#### [Description of the task]
From the thread on the period of a mass on a spring, transcribe the part from "If the spring constant is doubled, what" up to and including "INCORRECT on PLATO!!!!".

Question

If the spring constant is doubled, what value does the period have for a mass on a spring? A. The period would double by square `sqrt(2)`. B. The period would be halved by `sqrt(2)`. C. The period would increase by `sqrt(2)`. D. The period would decrease by `sqrt(2)`.

Answer 1

Answer:

Answer D. is INCORRECT on PLATO!!!!

Explanation:

Answer 2

Answer:

The period would decrease by sqrt(2)

Explanation:

The restoring force is given by,

F = -kx

According to Newton's second law of motion,

ma = -kx

ma + kx = 0

The time period is given by,

T =$\frac{2\pi }{\omega }$

Where $\omega$ is the angular velocity and it is given by,

$\omega$ = $\sqrt{\frac{k}{m} }$

Now if the spring constant is doubled then,

$k_{2} = 2k$

Thus,

$T_{2}$ =$\frac{2\pi }{\sqrt{\frac{2k}{m} } }$

$\frac{T_{2} }{T} = \frac{\frac{2\pi }{\sqrt{\frac{2k}{m} } }}{\frac{2\pi }{\sqrt{\frac{k}{m} } }}$

$\frac{T_{2} }{T} = \sqrt{\frac{k}{2k} } = \sqrt{\frac{1}{2} }$

$T_{2} = \frac{T}{\sqrt{2} }$

Thus, The period would decrease by sqrt(2).

Hence, option D is correct.

#### [Extracted information]
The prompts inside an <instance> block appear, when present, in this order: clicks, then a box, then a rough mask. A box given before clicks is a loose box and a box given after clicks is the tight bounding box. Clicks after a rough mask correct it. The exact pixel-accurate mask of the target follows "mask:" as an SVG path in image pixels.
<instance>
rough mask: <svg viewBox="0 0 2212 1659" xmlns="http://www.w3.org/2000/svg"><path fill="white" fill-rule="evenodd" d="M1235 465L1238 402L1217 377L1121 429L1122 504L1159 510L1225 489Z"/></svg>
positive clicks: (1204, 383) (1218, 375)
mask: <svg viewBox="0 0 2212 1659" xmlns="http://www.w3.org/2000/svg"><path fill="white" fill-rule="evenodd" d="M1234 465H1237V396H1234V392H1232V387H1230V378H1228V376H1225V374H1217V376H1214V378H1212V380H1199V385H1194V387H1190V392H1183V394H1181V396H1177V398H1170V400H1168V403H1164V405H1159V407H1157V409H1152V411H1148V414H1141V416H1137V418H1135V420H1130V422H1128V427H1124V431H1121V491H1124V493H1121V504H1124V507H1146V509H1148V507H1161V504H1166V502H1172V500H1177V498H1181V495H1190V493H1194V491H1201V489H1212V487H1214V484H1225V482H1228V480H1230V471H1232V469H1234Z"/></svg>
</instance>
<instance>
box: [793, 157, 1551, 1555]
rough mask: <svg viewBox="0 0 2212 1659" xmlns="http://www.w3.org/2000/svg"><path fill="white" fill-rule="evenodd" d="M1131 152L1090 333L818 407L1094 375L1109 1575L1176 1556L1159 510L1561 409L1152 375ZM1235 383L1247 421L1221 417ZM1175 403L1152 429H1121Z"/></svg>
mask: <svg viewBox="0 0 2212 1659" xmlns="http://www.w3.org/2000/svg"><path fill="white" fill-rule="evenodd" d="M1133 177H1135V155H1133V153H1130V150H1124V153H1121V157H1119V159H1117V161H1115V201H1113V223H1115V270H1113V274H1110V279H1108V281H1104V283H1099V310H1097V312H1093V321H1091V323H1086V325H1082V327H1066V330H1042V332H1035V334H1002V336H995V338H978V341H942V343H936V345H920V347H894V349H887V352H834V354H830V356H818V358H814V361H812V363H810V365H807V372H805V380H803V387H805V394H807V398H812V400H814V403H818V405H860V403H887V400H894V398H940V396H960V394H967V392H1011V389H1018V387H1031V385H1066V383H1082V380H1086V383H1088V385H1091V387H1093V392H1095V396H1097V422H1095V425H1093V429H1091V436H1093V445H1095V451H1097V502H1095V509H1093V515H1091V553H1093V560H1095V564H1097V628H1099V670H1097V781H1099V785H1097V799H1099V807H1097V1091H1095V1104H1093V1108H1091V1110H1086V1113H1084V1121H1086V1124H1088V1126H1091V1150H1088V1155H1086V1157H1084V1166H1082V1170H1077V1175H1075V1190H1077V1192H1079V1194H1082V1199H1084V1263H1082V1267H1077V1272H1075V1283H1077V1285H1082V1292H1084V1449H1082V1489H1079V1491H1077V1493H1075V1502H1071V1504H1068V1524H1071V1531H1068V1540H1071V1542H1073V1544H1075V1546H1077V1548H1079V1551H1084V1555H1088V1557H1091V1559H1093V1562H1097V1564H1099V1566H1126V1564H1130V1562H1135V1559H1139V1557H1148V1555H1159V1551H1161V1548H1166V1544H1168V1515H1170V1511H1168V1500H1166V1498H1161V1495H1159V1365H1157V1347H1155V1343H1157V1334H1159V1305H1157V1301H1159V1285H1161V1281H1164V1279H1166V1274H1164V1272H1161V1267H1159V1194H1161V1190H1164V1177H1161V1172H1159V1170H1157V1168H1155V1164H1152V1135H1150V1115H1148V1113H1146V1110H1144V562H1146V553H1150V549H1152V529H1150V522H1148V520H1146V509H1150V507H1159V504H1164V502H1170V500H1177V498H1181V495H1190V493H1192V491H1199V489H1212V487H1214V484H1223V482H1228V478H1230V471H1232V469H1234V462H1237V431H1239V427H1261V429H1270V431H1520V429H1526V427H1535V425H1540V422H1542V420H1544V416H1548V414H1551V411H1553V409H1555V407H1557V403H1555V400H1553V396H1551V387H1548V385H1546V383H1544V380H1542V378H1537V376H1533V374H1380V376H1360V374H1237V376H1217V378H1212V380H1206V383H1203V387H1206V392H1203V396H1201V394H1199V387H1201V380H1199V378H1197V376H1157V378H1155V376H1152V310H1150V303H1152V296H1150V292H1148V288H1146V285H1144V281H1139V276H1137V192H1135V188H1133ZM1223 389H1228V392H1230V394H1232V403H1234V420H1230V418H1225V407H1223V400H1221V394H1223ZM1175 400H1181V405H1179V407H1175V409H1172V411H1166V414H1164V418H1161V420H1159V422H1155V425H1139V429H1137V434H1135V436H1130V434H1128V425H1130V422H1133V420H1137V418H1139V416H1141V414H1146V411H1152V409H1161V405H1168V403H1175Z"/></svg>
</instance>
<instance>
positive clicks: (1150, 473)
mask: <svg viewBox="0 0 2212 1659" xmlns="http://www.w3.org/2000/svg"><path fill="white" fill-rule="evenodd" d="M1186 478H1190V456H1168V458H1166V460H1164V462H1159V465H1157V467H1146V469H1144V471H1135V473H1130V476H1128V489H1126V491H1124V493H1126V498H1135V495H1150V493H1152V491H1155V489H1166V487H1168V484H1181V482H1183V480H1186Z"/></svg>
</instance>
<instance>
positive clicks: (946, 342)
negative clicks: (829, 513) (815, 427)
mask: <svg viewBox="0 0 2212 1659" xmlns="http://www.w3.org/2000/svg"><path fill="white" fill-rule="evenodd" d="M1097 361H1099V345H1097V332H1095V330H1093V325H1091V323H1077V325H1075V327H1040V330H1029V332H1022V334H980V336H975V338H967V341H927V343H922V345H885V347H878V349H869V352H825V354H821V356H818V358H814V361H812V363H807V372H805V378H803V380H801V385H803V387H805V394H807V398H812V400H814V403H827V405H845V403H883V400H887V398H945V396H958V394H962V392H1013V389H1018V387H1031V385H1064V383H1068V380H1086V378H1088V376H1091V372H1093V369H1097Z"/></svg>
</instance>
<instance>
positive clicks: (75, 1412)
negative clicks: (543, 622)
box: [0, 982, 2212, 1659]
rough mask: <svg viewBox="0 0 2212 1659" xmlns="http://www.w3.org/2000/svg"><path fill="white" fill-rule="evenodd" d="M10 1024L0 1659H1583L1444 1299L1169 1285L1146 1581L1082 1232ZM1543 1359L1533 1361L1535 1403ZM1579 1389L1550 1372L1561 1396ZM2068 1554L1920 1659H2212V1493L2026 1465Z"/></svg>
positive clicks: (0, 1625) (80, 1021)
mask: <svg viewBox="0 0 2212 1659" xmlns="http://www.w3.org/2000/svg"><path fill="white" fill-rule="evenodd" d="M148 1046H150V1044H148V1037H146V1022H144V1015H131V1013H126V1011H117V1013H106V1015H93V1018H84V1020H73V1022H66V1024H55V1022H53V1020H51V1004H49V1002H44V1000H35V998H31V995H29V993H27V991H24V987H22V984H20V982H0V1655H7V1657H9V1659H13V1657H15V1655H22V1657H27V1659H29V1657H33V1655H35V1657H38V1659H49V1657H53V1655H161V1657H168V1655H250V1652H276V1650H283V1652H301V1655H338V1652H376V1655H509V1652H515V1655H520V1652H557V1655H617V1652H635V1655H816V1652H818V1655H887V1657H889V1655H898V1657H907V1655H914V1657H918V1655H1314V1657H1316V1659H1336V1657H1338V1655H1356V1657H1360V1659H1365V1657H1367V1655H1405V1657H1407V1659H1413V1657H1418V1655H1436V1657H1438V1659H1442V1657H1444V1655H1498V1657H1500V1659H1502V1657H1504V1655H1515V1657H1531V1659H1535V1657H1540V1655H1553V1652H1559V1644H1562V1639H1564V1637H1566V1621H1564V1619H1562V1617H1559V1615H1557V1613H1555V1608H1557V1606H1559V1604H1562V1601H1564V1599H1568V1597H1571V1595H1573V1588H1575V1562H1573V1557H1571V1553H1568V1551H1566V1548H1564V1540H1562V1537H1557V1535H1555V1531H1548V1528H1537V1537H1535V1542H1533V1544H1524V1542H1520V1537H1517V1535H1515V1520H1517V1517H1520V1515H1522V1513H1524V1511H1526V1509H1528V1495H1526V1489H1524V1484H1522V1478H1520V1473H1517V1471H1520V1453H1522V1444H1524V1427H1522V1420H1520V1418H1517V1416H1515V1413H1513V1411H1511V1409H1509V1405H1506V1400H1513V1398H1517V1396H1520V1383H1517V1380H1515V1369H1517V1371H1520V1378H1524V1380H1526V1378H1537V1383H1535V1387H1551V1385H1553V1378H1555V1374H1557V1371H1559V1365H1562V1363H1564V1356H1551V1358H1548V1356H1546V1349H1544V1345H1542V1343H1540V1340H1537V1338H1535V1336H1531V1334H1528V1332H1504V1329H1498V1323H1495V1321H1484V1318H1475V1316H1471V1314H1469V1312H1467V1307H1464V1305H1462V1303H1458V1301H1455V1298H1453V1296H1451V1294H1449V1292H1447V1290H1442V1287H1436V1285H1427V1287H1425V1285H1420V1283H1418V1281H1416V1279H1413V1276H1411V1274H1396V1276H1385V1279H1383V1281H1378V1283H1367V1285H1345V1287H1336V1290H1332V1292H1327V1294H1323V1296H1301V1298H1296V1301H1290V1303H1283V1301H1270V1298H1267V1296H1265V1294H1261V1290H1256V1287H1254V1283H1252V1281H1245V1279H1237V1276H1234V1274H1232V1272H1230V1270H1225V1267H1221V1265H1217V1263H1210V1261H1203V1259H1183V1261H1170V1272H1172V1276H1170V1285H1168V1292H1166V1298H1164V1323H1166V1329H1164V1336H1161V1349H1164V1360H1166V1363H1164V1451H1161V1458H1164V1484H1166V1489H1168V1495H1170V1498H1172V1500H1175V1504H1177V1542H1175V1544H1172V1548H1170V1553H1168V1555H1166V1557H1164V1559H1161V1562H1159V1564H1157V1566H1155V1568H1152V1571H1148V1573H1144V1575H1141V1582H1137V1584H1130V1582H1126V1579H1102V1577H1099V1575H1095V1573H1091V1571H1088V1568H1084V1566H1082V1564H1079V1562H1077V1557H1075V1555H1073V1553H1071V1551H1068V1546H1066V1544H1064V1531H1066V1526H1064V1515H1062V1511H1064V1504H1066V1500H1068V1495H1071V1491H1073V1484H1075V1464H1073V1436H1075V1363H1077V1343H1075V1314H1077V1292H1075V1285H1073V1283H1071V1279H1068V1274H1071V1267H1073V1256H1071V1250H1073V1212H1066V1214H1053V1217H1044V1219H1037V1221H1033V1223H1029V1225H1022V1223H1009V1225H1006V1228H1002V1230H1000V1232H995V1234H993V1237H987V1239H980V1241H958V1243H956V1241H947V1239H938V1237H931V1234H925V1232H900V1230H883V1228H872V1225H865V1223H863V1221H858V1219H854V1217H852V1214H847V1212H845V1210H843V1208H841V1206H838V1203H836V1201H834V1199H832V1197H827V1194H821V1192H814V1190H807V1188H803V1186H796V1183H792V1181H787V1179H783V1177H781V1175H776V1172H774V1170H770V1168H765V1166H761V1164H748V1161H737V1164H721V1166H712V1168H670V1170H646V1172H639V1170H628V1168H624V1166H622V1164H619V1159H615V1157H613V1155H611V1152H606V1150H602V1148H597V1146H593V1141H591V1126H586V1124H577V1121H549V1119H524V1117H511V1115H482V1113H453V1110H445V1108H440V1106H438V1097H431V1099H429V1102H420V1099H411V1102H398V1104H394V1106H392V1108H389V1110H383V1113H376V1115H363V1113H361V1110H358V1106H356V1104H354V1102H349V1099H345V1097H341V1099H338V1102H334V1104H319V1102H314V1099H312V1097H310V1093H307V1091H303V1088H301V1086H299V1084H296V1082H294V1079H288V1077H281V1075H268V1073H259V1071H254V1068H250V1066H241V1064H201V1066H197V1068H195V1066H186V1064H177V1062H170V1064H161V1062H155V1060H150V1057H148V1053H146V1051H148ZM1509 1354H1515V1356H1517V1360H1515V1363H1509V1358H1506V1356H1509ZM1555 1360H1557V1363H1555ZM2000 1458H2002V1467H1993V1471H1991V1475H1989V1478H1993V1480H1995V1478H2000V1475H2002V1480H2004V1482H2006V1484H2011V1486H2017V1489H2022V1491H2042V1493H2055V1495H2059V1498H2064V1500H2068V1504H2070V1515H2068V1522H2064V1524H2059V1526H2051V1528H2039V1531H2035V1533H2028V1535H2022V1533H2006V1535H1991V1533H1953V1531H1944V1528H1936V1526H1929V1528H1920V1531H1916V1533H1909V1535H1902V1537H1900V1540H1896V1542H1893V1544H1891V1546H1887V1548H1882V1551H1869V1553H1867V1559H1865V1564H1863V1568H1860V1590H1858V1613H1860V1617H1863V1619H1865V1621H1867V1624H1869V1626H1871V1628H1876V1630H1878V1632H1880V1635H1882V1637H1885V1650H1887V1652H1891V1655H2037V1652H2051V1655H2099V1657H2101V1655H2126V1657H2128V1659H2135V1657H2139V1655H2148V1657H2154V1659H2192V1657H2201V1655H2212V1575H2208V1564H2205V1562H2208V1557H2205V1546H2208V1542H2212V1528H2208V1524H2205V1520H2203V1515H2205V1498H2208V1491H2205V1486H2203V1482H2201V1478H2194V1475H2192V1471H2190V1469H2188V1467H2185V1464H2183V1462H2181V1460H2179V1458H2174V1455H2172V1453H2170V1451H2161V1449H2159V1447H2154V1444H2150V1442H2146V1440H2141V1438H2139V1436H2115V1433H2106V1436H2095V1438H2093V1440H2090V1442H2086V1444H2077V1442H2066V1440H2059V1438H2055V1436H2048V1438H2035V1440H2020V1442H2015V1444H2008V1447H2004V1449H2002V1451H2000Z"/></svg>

#### [Finished task]
If the spring constant is doubled, what value does the period have for a mass on a spring? A. The period would double by square `sqrt(2)`. B. The period would be halved by `sqrt(2)`. C. The period would increase by `sqrt(2)`. D. The period would decrease by `sqrt(2)`.

Answer 1

Answer:

Answer D. is INCORRECT on PLATO!!!!